Text extract

But that is an exception.
Spence
May 13th, '07, 08:16 PM
As an example of an exception, at times in Scandinavian history, winter was the preferred campaign season, because frozen rivers made better roads than what passed for roads during the rest of the year!
But that is an exception.
Excellent point! After you mentioned it I think I remember seeing that somewhere before. But I cannot recall. It does make perfect sense, given the climate and terrain.
assault
May 13th, '07, 08:43 PM
Excellent point! After you mentioned it I think I remember seeing that somewhere before. But I cannot recall. It does make perfect sense, given the climate and terrain.
I've actually been trying to find a reference to it. All I can find is a comment to the effect of it occurring in medieval (post-"Viking") Sweden.
Anyway, it's plausible enough. We know stuff like the battle on Lake Peipus (http://en.wikipedia.org/wiki/Battle_of_the_Ice) happened, anyway.
Markdoc
May 14th, '07, 03:28 AM
Hmmm. I don't have references in English handy, but here is what I have read:
The preferred late campaigning season (there was also a summer campaign season, after the fields were prepared and sown) in the far north was split in two - first late autumn/early winter (basically after the first hard frost) - say around late October - sometimes earlier, sometimes later.
At that point, the harvest was in, and your fighting men freed from overseeing that and/or working. You had plenty of food. The ground would be frozen solid, making for better marching conditions and movement of supplies on wagons. The rivers would not be frozen yet, meaning you could also shift supplies by boat. This was time for strategic movement and establishing your winter base.
Depending on the weather, the early campaign season would normally (but not always) stop around the end of December, simply because the weather was getting too bitter and the first serious snows starting. Soldiers would hole up, apart from short-distance raids, drink Christmas/Jul in (the christmas celebration up here is still called Jul, the old pagan name, and it long predates the arrival of Christianity, and according to old writings, Christianity didn't change the festival much). In Febuary, when the worst of the snows were over but the rivers still frozen, the war parties would go out again.
Now there'd be enough snow/ice to make sleds practical (some early scandinavian wagons were built so you could take the wheels off and swap them for runners) and the frozen rivers made excellent roads, for two reasons. 1. They were nice and flat and the wind tends to keep them free of piled snow. 2. They run through the lowlands, whereas roads often went by more direct routes and often held to the high ground - meaning lots of up and down - a killer if you have to shift all your own food - and in a scandinavian winter you did: there'd be no foraging. 3. Most settlements were built on waterways - meaning there was almost always a river that went were you wanted.

Pointing and labeling records
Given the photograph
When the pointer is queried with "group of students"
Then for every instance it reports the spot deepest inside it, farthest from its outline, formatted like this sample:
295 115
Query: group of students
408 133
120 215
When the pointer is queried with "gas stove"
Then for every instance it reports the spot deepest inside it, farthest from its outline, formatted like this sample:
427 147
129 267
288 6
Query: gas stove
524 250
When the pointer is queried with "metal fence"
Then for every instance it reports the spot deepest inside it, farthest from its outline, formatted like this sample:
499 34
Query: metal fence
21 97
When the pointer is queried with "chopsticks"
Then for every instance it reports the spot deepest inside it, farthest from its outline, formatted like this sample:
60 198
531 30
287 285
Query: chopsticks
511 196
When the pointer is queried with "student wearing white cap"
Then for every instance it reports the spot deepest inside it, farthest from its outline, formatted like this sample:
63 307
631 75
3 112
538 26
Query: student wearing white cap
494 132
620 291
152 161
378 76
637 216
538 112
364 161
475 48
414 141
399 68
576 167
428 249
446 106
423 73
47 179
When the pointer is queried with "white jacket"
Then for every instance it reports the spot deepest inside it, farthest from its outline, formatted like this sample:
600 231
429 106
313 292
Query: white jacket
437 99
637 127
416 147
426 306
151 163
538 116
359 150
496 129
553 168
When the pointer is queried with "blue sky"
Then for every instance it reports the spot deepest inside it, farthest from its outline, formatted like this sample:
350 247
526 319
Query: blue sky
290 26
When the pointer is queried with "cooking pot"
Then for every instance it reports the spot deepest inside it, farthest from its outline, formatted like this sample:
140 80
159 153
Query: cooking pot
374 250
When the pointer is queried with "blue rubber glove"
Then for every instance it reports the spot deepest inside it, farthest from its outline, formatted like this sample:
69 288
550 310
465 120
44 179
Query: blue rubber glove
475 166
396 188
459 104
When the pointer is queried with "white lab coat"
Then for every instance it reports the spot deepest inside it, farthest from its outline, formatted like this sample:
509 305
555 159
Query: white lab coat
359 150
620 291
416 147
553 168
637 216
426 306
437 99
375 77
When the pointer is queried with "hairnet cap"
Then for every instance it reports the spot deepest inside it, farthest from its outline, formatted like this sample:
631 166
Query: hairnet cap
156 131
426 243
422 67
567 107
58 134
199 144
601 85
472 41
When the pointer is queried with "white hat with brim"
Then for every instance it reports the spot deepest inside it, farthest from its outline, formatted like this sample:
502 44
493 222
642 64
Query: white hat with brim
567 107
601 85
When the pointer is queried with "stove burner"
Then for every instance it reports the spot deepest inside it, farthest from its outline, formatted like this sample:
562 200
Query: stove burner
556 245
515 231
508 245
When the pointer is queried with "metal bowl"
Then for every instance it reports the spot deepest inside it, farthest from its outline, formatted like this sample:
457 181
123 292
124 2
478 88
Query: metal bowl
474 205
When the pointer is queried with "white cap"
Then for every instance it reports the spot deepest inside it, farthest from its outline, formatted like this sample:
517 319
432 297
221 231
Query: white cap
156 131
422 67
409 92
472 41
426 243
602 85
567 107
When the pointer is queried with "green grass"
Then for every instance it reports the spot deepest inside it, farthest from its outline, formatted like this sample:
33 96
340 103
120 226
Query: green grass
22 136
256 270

Requests
1: Update the winter campaigning thread, starting with "I've actually been" and going on through "earlier, sometimes later.", so that "first heavy freeze" stands in place of "first hard frost".
2: Pick out every line of the records that contains the string "jacket", matching case exactly.

Results in order
1:
I've actually been trying to find a reference to it. All I can find is a comment to the effect of it occurring in medieval (post-"Viking") Sweden.
Anyway, it's plausible enough. We know stuff like the battle on Lake Peipus (http://en.wikipedia.org/wiki/Battle_of_the_Ice) happened, anyway.
Markdoc
May 14th, '07, 03:28 AM
Hmmm. I don't have references in English handy, but here is what I have read:
The preferred late campaigning season (there was also a summer campaign season, after the fields were prepared and sown) in the far north was split in two - first late autumn/early winter (basically after the first heavy freeze) - say around late October - sometimes earlier, sometimes later.

2:
When the pointer is queried with "white jacket"
Query: white jacket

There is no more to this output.